◆ **TEXTO FORNECIDO**:
================================

Cuba: o dinossauro ainda estava lá


Raúl Castro substitui Fidel na liderança do Partido Comunista


    O inovidável microconto de Augusto Monterroso foi publicado no longínquo ano de 1959 e não aprazaria ao escritor guatemalteco evocá-lo como uma metáfora para o destino do regime do seu admirado Fidel, mas, ainda assim, é este o estado das coisas em Cuba.

   A questão fundamental para tentar compreender as possibilidades de sobrevivência do castrismo à morte de Fidel passa por ter em linha de conta que o regime definiu uma estratégia de transição à imagem dos exemplos dos comunistas da China e do Vietname.

   Tal como Deng Xiaoping promoveu no final da década de oitenta a «quarta geração» de líderes do Partido Comunista chinês, Fidel deu força nos últimos anos a um núcleo duro de dirigentes capaz de assegurar a perenidade do regime.

   No mês passado foi reinstituído o Secretariado do Comité Central, suprimido em 1991, com doze titulares, oito dos quais da geração pós-revolução de 1959.

   Em plena campanha da «Batalha das Ideias», visando enquadrar os sectores que escaparam ao controlo directo do partido-estado na sequência das medidas de emergência do «Período Especial» que se seguiu ao colapso do bloco soviético, o novo Directório Político tem por missão assegurar a transição e impor a disciplina do recente modelo de «recentralização» da economia.

                                            O recurso do método

   Aos 75 anos cumpre a Raúl Castro liderar a transição, tutelando o Partido, o Conselho de Estado e as Forças Armadas, enquanto outros veteranos septuagenários como José Machado Ventura e José Ramon Balaguer zelam pela organização partidária e a frente ideológica.

   Carlos Lage, de 54 anos, encarregue dos assuntos económicos desde os anos noventa, assumiu, de facto a gestão governamental, coadjuvado pelo sexagenário Francisco Soberón, presidente do Banco Central.

   Abelardo Ibarra, de 56 anos, assegura o Ministério do Interior, enquanto o chefe do estado-maior do exército, Alvaro López Miera, de 62 anos, é apresentado como possível sucessor de Raúl Castro no Ministério da Defesa.

   Felipe Pérez Roque, 41 anos, antigo secretário pessoal de Fidel, dirige a diplomacia, mas o presidente da Assembleia Nacional, Ricardo Alarcón de Quesada, nascido em 1937, guarda poderes sobretudo no tópico fulcral das relações com os Estados Unidos.

   Sem excluir conflitos como os que em 1989 levaram aos fuzilamentos, entre acusações de implicações no tráfico de droga, do general Arnaldo Ochoa, o mais distinto general das missões internacionalistas em África, e de três outros altos responsáveis dos serviços especiais do Ministério do Interior e das Forças Armadas, ou às defenestrações de altos dirigentes como Carlos Aldana, em 1993, ou, ainda este ano, de Juan Agramonte por tráfico de influências e actos de corrupção, o actual núcleo duro resulta de um consenso mínimo sobre os termos da transição.

================================

◆ **DADOS APRESENTADOS**:
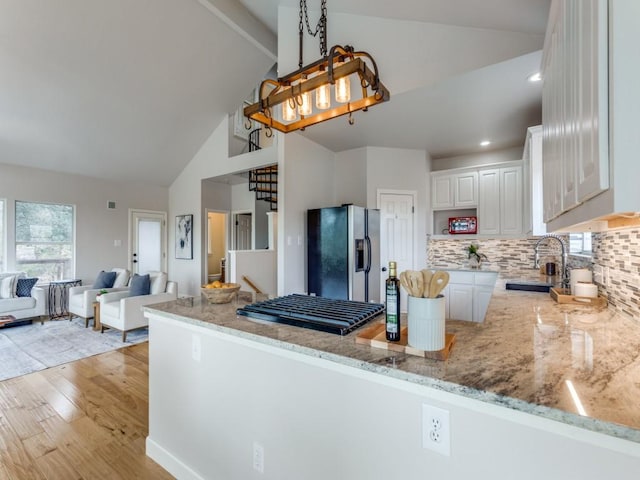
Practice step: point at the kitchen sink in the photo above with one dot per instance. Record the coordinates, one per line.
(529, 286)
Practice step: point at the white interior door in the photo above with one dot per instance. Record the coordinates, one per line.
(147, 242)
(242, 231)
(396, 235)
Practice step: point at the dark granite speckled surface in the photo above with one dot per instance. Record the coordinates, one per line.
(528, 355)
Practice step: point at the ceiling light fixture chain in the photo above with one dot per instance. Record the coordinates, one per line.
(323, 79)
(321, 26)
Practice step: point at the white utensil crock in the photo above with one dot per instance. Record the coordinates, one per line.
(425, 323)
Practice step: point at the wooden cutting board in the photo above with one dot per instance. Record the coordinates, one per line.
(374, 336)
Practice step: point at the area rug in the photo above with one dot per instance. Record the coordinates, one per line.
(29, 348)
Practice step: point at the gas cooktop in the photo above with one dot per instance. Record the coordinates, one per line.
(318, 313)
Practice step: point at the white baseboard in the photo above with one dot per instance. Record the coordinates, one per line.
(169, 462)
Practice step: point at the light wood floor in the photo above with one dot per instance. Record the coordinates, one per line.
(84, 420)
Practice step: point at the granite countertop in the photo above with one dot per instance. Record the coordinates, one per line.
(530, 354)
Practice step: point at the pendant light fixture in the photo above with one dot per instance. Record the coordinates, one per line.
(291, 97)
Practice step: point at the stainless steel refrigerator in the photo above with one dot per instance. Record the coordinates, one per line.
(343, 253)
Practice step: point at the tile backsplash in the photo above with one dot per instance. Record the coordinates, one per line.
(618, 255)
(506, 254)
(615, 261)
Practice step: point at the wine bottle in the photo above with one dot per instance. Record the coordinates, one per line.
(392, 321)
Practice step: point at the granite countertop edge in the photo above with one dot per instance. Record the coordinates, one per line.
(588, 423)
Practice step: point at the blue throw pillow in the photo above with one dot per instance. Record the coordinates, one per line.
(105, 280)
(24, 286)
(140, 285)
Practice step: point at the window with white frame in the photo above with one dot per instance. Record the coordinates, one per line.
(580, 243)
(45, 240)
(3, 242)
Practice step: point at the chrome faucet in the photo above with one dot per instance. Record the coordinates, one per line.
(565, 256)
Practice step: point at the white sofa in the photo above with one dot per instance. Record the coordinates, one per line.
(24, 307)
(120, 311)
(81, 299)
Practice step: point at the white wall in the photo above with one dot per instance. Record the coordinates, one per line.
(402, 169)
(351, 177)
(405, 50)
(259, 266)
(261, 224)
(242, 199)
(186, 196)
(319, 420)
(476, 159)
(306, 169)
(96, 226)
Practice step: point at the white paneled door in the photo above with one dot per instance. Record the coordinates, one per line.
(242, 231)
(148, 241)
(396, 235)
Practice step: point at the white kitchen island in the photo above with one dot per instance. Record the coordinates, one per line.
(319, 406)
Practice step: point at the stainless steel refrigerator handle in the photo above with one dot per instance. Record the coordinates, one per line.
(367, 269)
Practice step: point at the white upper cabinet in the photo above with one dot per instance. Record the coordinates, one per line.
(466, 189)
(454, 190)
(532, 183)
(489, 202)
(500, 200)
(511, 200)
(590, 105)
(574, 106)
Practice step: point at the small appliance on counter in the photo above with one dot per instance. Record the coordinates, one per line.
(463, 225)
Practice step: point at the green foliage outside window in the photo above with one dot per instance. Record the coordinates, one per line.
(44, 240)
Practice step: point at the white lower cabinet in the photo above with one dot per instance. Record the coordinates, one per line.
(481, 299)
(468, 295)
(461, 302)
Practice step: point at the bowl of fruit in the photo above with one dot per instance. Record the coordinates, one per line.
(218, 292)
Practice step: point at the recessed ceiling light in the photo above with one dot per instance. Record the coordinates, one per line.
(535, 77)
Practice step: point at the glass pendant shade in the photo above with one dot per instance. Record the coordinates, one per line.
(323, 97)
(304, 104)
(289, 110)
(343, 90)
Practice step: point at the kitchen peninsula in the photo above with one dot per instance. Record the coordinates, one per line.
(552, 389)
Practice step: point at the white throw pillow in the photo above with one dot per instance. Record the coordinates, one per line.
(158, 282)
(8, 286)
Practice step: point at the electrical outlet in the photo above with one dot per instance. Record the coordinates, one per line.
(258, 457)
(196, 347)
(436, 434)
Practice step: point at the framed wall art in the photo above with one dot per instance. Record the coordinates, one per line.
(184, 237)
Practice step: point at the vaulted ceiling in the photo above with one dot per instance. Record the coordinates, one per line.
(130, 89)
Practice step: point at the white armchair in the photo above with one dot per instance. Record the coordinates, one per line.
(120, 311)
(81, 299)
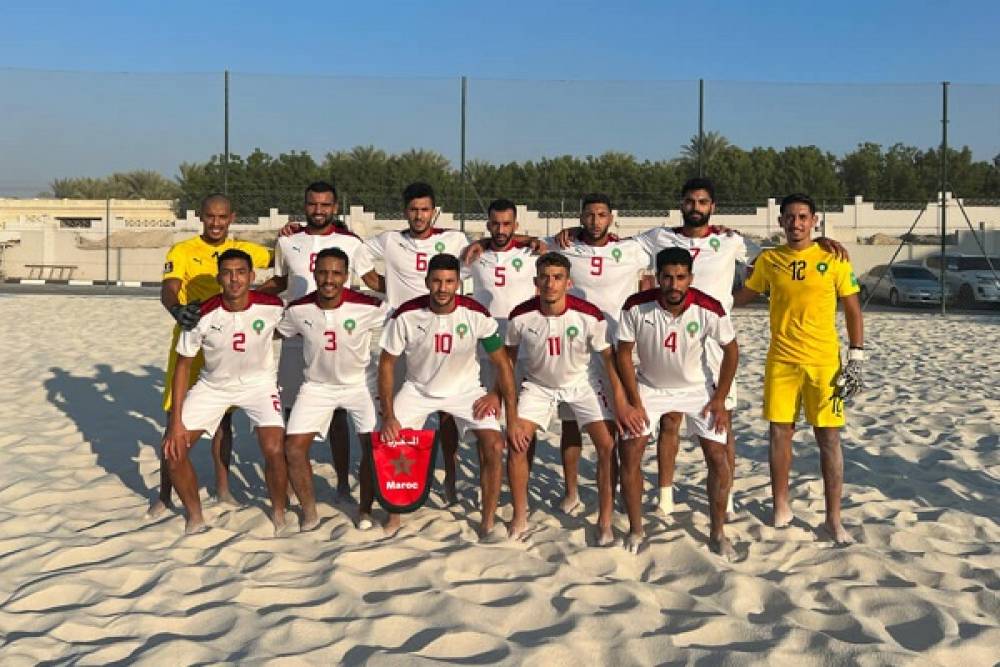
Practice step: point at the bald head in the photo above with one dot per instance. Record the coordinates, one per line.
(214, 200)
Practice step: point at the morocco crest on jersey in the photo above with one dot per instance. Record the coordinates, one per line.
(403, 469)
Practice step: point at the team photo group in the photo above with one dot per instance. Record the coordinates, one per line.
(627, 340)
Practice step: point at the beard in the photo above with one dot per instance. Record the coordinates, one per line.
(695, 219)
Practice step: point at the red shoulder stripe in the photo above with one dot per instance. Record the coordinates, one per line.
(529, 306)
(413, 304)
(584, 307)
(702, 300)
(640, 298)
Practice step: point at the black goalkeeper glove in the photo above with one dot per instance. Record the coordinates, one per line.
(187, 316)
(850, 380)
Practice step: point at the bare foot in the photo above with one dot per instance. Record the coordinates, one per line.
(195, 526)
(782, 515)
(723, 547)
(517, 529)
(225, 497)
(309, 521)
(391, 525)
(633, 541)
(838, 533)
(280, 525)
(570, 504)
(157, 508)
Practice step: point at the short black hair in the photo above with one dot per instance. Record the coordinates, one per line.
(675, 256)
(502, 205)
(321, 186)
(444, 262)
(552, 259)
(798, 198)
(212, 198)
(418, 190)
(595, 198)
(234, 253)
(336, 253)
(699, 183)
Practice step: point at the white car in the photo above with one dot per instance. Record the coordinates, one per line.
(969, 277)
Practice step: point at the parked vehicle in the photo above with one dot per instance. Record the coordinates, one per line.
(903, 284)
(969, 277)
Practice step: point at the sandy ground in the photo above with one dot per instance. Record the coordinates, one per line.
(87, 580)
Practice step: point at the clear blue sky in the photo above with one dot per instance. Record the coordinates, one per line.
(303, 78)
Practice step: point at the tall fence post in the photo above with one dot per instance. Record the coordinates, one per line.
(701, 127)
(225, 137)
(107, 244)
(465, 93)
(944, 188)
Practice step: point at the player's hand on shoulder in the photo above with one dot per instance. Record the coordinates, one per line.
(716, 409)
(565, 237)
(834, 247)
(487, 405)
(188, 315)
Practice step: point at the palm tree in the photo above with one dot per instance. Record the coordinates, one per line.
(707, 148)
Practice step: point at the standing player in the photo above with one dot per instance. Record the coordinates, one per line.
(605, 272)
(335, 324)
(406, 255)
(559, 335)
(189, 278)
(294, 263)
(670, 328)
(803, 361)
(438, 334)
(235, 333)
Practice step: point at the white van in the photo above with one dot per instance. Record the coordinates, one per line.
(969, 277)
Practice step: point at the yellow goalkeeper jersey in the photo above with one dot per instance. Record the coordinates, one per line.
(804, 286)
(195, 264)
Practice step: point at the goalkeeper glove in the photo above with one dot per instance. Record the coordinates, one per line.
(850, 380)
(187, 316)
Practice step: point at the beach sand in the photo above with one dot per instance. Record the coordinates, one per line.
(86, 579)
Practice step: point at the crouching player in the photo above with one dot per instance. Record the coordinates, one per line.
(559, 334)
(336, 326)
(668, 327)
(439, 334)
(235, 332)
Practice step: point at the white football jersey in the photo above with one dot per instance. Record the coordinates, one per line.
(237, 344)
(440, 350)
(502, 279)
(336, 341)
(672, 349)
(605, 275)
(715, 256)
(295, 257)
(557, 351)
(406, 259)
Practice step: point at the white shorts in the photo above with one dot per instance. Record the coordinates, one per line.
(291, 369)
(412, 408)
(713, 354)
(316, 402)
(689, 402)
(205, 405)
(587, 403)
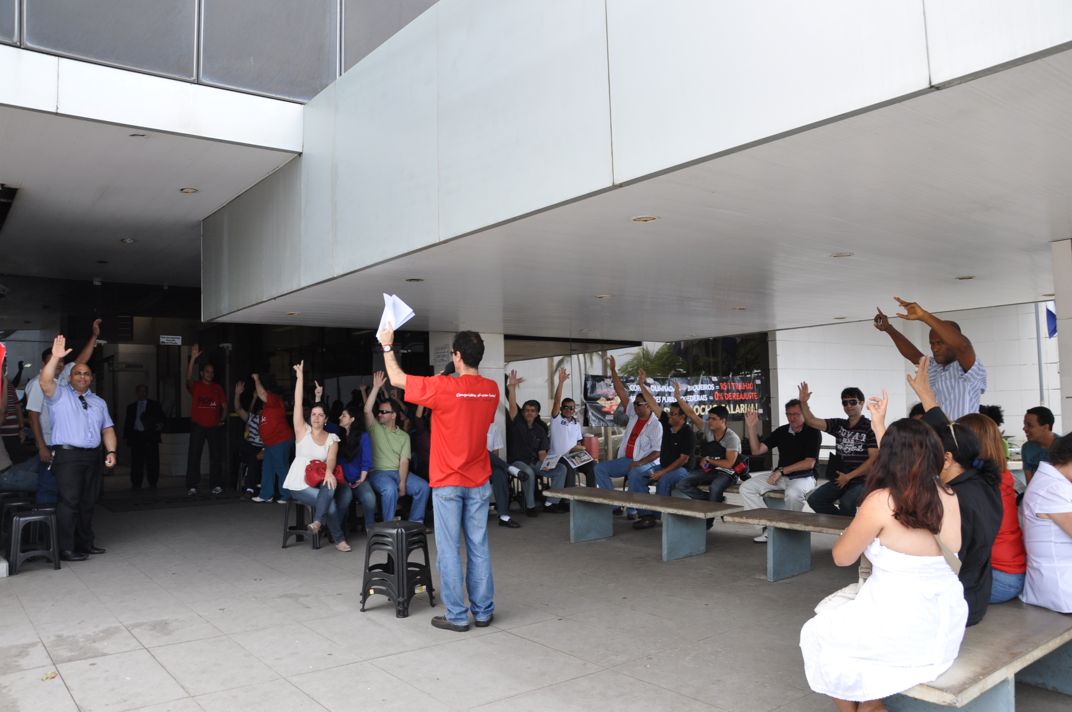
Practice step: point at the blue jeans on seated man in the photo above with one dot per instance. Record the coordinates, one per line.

================================

◆ **O QUE FAZER**:
1 - Responda com base no texto sobre Cuba:
(a) Em que ano tinha sido suprimido o Secretariado do Comité Central?
(b) Que idade tem Carlos Lage?
(c) Quem é o presidente do Banco Central?
2 - Por favor, retome o texto sobre Cuba a partir do ponto em que termina, dando-lhe continuidade.

◆ **EXERCÍCIOS RESOLVIDOS**:
1 -
(a) Em 1991.
(b) 54 anos.
(c) Francisco Soberón.

2 -
   Reforço do papel dirigente e administrativo do Partido Comunista em conjunção com as Forças Armadas e do dirigismo estatal na economia, a propalada «recentralização», são os fulcros do projecto de transição para o pós-fidelismo.

   Todo o regime gravita em torno da figura de Fidel e precisamente por isso a Constituição, aprovada em Fevereiro de 1976 e revista em 1992, estatui, sob a égide do Partido Comunista, «força dirigente superior da sociedade e do Estado», no seu artigo 74º, um regime presidencialista que dificilmente sobreviverá na prática ao «facto biológico» da morte do Comandante em Chefe.

   Desde a morte de Stalin, a direcção colectiva é a via tradicional dos regimes comunistas para gerir o post mortem dos líderes históricos, mas tal recurso nunca escapou até agora, excepção feita ao muito especial caso dinástico da Coreia do Norte, às turbulências que obrigam à emergência de um chefe reconhecido como primeiro entre iguais.

   Raúl Castro, por mera questão de idade, é apenas o Tchernienko de Fidel se, por ironias do destino, o irmão mais velho não vier a sobreviver-lhe, e o que conta a partir de agora é a forma como o Directório irá gerir a ausência do líder histórico.

   Washington e Miami, sem capacidade de iniciativa política, guardam-se, de facto, para o que vier ou houver.

                                          Por conta d’outrem

   Uma vez mais, passada a tutela soviética, Cuba subsiste por conta d`outrem.

   Ultrapassada a crise quase fatal de 1989/1993, em que a economia sofreu uma contracção na ordem dos 35 por cento do PIB, findos os subsídios soviéticos, o regime conseguiu estabilizar a situação e passou a depender das transferências da Venezuela de Hugo Chávez.

   Ao petróleo que vinha de Baku sucederam os 100 mil barris de crude/dia oriundos da Venezuela. A troco dos cerca de 30 mil trabalhadores cubanos do sector da saúde e de assistência social activos na Venezuela, Chávez avança com financiamentos que, no último ano, terão atingido os 2 mil milhões de dólares.

    É a aliança estratégica fulcral; o seguro de vida da fase final do castrismo.

   Quanto ao mais, passada a relevância das exportações de açúcar, cabe ao turismo, às remessas de expatriados e foragidos e à alta dos preços do níquel, sustentarem a economia da ilha, enquanto não se concretizam as esperanças de retorno de potenciais investimentos estrangeiros nas reservas off shore de petróleo e gás natural.

   Considerando os dados de base de uma economia cujo PIB rondará os 18 mil milhões de dólares, traduzido numa rendimento per capita entre os 150 a 200 dólares/ano, resistir é indubitavelmente a palavra de ordem por mais que a recente estabilização se concretize num crescimento na ordem dos 8 por cento ao ano, num contexto em que um dos elementos mais gravosos é a depauperação do sector agrícola, apesar de algumas melhorias nas produções hortícolas e frutícolas.

   O grosso da actividade económica, incluindo 90 por cento das exportações e 60 por cento das receitas do turismo, está por conta de empresas controladas pelo Ministério da Defesa e as Forças Armadas são, a par da rede de enquadramento político controlada pelo Partido Comunista, o baluarte do regime.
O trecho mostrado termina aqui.